| Study material |
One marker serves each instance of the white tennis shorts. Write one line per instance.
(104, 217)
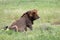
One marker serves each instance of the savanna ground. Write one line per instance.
(45, 28)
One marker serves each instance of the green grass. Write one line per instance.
(48, 10)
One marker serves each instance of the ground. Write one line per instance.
(45, 28)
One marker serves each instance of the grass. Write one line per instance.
(48, 10)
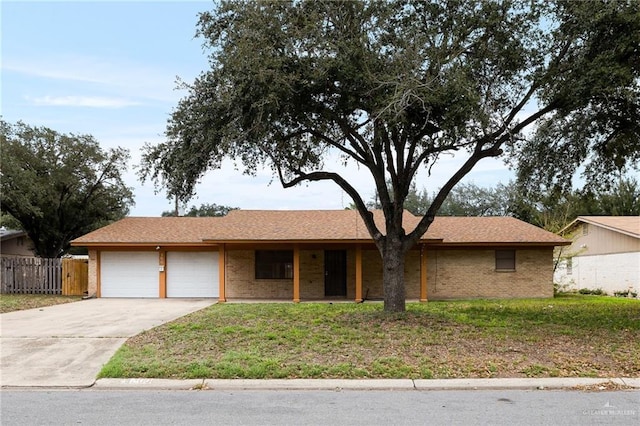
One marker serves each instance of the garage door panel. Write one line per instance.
(192, 274)
(129, 274)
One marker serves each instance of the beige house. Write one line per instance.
(604, 254)
(314, 255)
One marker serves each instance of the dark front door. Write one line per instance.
(335, 273)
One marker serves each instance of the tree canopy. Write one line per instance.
(205, 210)
(60, 186)
(393, 86)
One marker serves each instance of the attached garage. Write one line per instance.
(129, 274)
(192, 274)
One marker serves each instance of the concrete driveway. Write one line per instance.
(67, 345)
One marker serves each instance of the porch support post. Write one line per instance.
(358, 273)
(423, 273)
(98, 274)
(296, 273)
(162, 260)
(222, 254)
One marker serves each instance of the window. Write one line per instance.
(274, 264)
(505, 260)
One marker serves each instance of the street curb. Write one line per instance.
(365, 384)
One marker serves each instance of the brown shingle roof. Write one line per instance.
(151, 230)
(308, 225)
(490, 230)
(629, 225)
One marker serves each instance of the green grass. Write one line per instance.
(587, 336)
(18, 302)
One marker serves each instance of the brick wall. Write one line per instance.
(453, 274)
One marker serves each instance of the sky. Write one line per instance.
(110, 68)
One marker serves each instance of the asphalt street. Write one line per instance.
(268, 407)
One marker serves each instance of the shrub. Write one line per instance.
(596, 291)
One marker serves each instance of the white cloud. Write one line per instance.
(83, 101)
(114, 75)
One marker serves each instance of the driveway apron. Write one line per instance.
(67, 345)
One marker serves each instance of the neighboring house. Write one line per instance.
(15, 244)
(605, 254)
(314, 255)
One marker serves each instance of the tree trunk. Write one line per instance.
(393, 278)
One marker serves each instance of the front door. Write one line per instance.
(335, 273)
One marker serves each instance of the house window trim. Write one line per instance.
(498, 268)
(279, 268)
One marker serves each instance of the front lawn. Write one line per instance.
(18, 302)
(569, 336)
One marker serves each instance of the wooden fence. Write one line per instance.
(30, 275)
(75, 277)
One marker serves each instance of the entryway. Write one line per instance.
(335, 273)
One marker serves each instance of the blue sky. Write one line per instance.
(109, 69)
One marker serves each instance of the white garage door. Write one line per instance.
(129, 274)
(192, 274)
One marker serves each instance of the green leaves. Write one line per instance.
(59, 186)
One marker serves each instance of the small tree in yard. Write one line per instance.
(59, 186)
(393, 86)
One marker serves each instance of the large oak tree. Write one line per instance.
(393, 86)
(60, 186)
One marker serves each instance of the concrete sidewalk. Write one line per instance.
(367, 384)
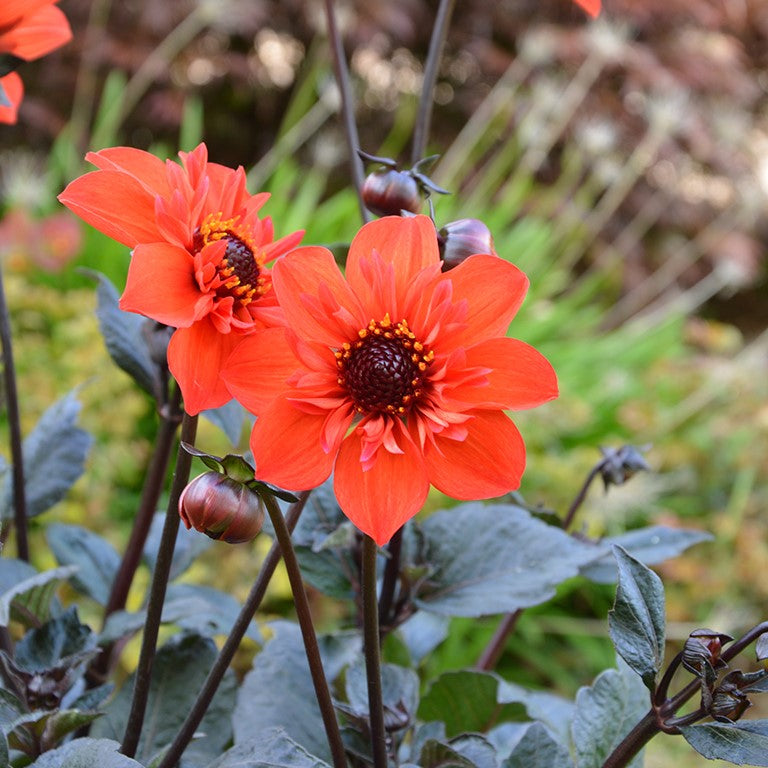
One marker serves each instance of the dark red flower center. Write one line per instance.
(239, 271)
(385, 368)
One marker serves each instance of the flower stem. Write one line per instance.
(239, 628)
(389, 581)
(14, 425)
(304, 615)
(431, 67)
(157, 592)
(347, 106)
(373, 654)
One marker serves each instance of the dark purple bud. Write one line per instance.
(462, 238)
(221, 508)
(387, 192)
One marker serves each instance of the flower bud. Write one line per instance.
(462, 238)
(221, 508)
(387, 192)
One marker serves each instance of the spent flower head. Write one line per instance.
(394, 377)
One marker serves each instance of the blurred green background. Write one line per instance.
(620, 163)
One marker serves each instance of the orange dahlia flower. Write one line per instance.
(394, 378)
(28, 30)
(199, 255)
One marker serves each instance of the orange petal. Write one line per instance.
(592, 7)
(143, 166)
(14, 92)
(521, 377)
(494, 290)
(116, 204)
(318, 304)
(195, 358)
(409, 244)
(39, 32)
(286, 447)
(161, 284)
(488, 463)
(256, 371)
(382, 499)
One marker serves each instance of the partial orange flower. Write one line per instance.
(28, 30)
(394, 378)
(200, 255)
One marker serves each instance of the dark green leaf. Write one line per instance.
(189, 544)
(278, 693)
(124, 337)
(466, 701)
(96, 559)
(636, 620)
(537, 749)
(178, 673)
(495, 558)
(86, 753)
(30, 601)
(271, 748)
(648, 545)
(744, 743)
(54, 457)
(57, 639)
(605, 713)
(229, 419)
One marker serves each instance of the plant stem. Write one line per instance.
(431, 67)
(304, 615)
(239, 628)
(373, 653)
(157, 592)
(347, 107)
(389, 581)
(490, 656)
(14, 426)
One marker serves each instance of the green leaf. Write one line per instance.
(271, 748)
(95, 558)
(744, 743)
(124, 337)
(86, 753)
(537, 749)
(178, 673)
(648, 545)
(466, 701)
(605, 713)
(30, 600)
(189, 545)
(495, 558)
(54, 457)
(203, 610)
(278, 693)
(636, 620)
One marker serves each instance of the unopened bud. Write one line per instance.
(222, 508)
(462, 238)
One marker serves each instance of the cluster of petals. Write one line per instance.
(395, 376)
(199, 254)
(29, 29)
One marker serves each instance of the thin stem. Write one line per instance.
(373, 654)
(304, 615)
(347, 107)
(239, 628)
(389, 581)
(157, 592)
(492, 652)
(431, 68)
(14, 425)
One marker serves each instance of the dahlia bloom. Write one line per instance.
(28, 30)
(199, 255)
(394, 378)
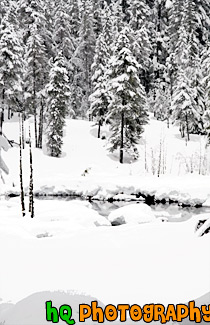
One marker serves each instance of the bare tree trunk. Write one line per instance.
(21, 175)
(22, 125)
(122, 138)
(2, 112)
(9, 113)
(34, 105)
(41, 117)
(31, 185)
(187, 127)
(99, 128)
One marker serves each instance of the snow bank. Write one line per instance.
(87, 169)
(147, 263)
(132, 213)
(52, 218)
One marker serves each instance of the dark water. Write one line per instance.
(173, 212)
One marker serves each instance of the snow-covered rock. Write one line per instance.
(132, 213)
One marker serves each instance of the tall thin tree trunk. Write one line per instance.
(9, 113)
(34, 104)
(22, 125)
(187, 127)
(99, 128)
(122, 138)
(41, 117)
(21, 174)
(2, 112)
(31, 185)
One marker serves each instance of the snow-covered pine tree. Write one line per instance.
(98, 98)
(62, 32)
(58, 99)
(83, 59)
(97, 17)
(205, 66)
(74, 15)
(11, 67)
(184, 107)
(127, 107)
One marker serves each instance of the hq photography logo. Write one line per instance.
(124, 312)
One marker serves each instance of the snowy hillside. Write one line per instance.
(87, 168)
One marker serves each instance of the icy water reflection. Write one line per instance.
(173, 212)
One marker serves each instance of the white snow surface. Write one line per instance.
(87, 168)
(151, 262)
(69, 246)
(132, 213)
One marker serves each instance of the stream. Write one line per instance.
(173, 212)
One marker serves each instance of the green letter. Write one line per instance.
(66, 313)
(51, 312)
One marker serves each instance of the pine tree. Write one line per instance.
(184, 108)
(58, 98)
(98, 99)
(11, 65)
(127, 108)
(74, 16)
(83, 59)
(62, 31)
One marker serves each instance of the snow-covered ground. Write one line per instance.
(88, 169)
(69, 246)
(158, 262)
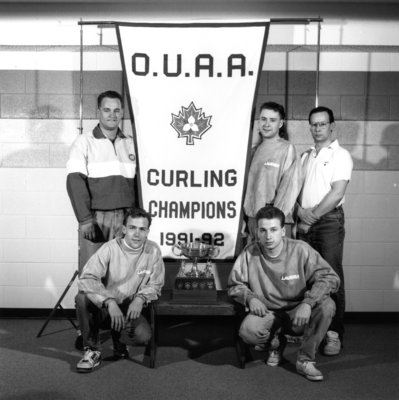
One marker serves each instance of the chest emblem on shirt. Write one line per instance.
(271, 164)
(289, 277)
(143, 272)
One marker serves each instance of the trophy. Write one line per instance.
(193, 284)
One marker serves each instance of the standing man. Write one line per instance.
(285, 284)
(274, 176)
(100, 182)
(327, 169)
(122, 276)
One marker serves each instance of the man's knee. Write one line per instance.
(81, 300)
(326, 308)
(143, 334)
(252, 325)
(136, 332)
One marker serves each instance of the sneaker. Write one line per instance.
(91, 359)
(333, 344)
(277, 346)
(274, 358)
(309, 370)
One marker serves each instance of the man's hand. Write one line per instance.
(302, 314)
(117, 318)
(256, 307)
(88, 230)
(135, 308)
(307, 216)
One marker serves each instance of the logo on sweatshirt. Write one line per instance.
(289, 277)
(271, 164)
(143, 272)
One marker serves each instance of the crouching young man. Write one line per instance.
(118, 280)
(285, 284)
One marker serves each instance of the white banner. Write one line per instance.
(191, 89)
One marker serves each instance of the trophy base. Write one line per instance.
(193, 290)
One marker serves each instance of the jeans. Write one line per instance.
(280, 323)
(108, 226)
(92, 319)
(327, 237)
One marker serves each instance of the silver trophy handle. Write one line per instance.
(177, 246)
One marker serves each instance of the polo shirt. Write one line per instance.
(333, 163)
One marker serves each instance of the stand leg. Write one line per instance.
(58, 305)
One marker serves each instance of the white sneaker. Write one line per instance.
(333, 344)
(91, 359)
(309, 370)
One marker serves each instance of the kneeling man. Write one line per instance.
(286, 286)
(118, 280)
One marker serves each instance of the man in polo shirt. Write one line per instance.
(327, 169)
(100, 181)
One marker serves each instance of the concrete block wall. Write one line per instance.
(39, 119)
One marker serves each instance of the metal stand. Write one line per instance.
(59, 306)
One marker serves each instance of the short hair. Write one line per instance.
(322, 109)
(270, 212)
(271, 105)
(137, 212)
(111, 94)
(276, 107)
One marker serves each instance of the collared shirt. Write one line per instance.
(320, 170)
(100, 173)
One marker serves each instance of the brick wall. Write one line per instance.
(39, 110)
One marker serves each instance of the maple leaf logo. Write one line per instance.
(191, 123)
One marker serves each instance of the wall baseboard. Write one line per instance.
(43, 313)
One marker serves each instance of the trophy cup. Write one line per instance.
(193, 284)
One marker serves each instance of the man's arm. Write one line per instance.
(310, 215)
(289, 186)
(90, 279)
(77, 187)
(331, 199)
(238, 287)
(151, 287)
(151, 290)
(320, 276)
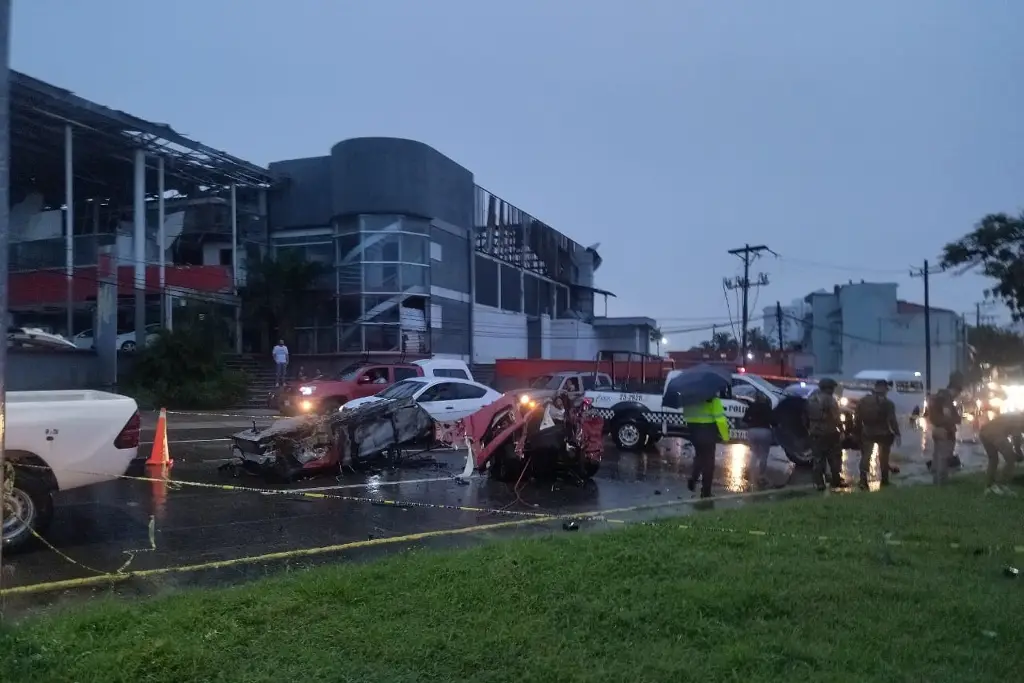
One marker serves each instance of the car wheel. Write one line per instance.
(28, 510)
(629, 434)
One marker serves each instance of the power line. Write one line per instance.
(748, 254)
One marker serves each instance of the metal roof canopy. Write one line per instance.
(103, 143)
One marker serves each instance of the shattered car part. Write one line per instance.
(309, 444)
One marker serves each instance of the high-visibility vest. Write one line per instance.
(709, 413)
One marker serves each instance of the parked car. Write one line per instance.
(58, 440)
(444, 398)
(327, 395)
(125, 340)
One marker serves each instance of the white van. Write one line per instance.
(906, 387)
(444, 368)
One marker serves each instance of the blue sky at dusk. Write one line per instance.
(854, 138)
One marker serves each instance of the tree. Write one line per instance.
(996, 245)
(995, 346)
(276, 291)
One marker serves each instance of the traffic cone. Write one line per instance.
(159, 478)
(161, 455)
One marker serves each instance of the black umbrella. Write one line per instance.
(695, 386)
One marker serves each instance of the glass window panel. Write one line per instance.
(383, 337)
(381, 309)
(414, 275)
(380, 223)
(381, 247)
(415, 248)
(382, 278)
(350, 279)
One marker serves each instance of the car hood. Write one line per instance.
(366, 400)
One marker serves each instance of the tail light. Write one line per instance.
(130, 434)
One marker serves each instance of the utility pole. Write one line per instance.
(748, 254)
(781, 343)
(924, 273)
(4, 235)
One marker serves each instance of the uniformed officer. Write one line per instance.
(879, 429)
(708, 426)
(1004, 435)
(823, 429)
(944, 418)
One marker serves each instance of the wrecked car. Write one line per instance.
(517, 432)
(306, 445)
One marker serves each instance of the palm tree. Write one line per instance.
(276, 290)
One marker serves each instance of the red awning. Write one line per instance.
(41, 288)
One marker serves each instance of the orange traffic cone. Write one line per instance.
(161, 455)
(159, 478)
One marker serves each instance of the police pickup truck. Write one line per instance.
(637, 419)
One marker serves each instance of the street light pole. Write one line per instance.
(4, 238)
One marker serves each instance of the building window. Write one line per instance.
(511, 289)
(485, 283)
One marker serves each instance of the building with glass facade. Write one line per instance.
(423, 259)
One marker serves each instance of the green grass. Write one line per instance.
(646, 603)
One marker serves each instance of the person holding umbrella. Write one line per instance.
(696, 391)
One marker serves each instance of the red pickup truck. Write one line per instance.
(325, 395)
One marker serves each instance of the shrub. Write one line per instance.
(184, 369)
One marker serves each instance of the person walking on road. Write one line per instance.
(876, 418)
(944, 418)
(1001, 436)
(280, 354)
(708, 427)
(759, 420)
(823, 429)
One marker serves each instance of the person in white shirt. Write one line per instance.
(280, 353)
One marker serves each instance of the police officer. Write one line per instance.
(879, 428)
(1001, 436)
(708, 426)
(944, 418)
(823, 425)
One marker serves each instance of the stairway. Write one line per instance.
(261, 379)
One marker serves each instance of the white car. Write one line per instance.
(57, 440)
(443, 397)
(125, 340)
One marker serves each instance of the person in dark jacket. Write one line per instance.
(944, 418)
(879, 429)
(1001, 436)
(759, 420)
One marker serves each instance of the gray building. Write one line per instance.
(424, 259)
(863, 326)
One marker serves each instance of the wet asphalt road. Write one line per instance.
(184, 529)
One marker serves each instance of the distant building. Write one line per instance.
(864, 326)
(793, 323)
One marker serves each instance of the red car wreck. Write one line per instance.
(506, 438)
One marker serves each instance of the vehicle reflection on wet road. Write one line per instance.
(195, 520)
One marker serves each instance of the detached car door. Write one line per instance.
(439, 400)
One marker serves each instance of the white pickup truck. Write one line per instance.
(57, 440)
(636, 419)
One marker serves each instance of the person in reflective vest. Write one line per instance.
(708, 426)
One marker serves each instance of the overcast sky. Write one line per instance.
(854, 138)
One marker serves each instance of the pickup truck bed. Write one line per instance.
(57, 440)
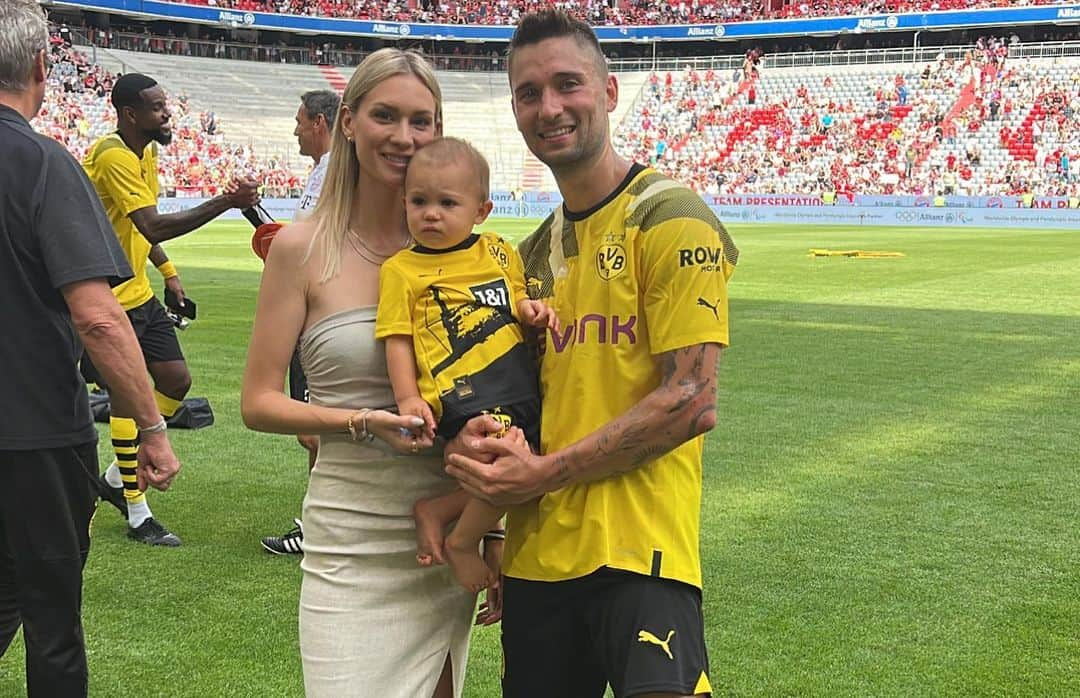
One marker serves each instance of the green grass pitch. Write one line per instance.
(890, 498)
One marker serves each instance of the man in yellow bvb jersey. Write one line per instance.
(123, 166)
(603, 576)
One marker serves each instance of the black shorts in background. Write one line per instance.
(570, 639)
(157, 338)
(297, 381)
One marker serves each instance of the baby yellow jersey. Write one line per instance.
(459, 307)
(642, 273)
(125, 183)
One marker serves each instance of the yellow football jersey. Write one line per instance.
(642, 273)
(125, 183)
(459, 307)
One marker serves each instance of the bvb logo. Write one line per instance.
(503, 419)
(499, 255)
(610, 262)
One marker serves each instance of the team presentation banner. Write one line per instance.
(538, 205)
(822, 26)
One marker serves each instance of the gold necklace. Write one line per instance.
(359, 246)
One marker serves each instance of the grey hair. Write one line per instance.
(322, 102)
(23, 34)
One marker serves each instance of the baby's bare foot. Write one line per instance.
(469, 567)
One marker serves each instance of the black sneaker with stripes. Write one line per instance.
(291, 544)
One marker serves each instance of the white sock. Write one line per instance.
(137, 513)
(112, 475)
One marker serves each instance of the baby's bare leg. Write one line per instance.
(462, 545)
(432, 517)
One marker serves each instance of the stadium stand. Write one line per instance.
(887, 130)
(597, 12)
(974, 123)
(477, 107)
(200, 160)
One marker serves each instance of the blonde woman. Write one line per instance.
(372, 621)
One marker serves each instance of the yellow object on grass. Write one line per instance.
(869, 254)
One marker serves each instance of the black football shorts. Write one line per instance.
(570, 639)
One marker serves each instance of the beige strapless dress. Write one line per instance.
(373, 623)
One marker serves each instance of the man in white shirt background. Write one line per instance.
(314, 124)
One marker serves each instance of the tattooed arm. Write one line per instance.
(680, 407)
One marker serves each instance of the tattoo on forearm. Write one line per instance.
(647, 454)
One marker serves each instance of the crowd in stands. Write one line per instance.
(599, 12)
(199, 161)
(977, 125)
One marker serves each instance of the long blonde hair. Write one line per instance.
(334, 207)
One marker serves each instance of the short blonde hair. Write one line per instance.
(446, 150)
(23, 34)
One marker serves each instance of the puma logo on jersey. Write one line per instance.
(645, 635)
(713, 307)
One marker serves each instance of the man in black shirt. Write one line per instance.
(58, 256)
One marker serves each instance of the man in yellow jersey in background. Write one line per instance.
(602, 568)
(123, 166)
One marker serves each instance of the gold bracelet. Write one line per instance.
(362, 433)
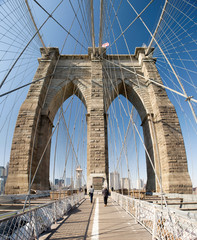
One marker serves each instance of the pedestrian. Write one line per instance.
(91, 193)
(105, 193)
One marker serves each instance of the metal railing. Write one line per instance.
(31, 223)
(162, 223)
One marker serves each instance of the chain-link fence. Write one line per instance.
(161, 222)
(31, 223)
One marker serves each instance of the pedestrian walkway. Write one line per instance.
(96, 222)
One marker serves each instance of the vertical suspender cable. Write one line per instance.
(101, 26)
(156, 29)
(92, 24)
(32, 18)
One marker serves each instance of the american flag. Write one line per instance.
(105, 45)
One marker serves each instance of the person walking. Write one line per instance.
(105, 193)
(91, 193)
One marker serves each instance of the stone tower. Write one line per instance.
(97, 80)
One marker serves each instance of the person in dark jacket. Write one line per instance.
(105, 193)
(91, 193)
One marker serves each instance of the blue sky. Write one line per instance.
(136, 35)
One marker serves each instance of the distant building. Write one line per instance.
(125, 183)
(59, 183)
(2, 171)
(114, 180)
(194, 191)
(140, 184)
(78, 177)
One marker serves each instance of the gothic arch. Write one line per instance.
(162, 133)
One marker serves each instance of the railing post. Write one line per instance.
(136, 210)
(126, 204)
(35, 225)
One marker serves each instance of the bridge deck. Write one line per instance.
(94, 221)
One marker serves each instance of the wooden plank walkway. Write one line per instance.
(94, 222)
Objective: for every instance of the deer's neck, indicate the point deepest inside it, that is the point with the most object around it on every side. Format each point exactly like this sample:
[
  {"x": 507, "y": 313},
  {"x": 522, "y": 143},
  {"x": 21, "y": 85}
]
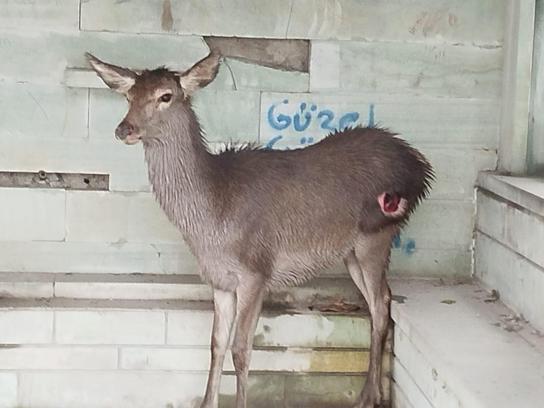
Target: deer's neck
[{"x": 181, "y": 172}]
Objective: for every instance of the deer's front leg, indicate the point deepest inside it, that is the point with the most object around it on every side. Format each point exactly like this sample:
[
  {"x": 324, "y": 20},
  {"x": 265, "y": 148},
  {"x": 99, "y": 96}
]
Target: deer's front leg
[
  {"x": 249, "y": 294},
  {"x": 224, "y": 304}
]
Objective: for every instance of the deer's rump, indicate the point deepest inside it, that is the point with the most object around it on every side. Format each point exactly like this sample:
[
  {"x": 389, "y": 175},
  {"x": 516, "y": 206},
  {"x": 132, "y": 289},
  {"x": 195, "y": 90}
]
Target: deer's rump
[
  {"x": 337, "y": 180},
  {"x": 303, "y": 210}
]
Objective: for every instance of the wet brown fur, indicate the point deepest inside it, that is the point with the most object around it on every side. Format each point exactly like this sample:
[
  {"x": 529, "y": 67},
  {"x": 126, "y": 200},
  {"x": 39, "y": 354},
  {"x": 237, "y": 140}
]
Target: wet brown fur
[{"x": 257, "y": 219}]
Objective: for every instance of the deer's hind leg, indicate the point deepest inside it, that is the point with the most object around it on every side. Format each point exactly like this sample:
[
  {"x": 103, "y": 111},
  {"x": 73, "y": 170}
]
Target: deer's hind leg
[
  {"x": 367, "y": 264},
  {"x": 224, "y": 304}
]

| Exercise brief |
For the string "this", count the matching lines in the listing and give that number by itself.

| Exercise answer |
5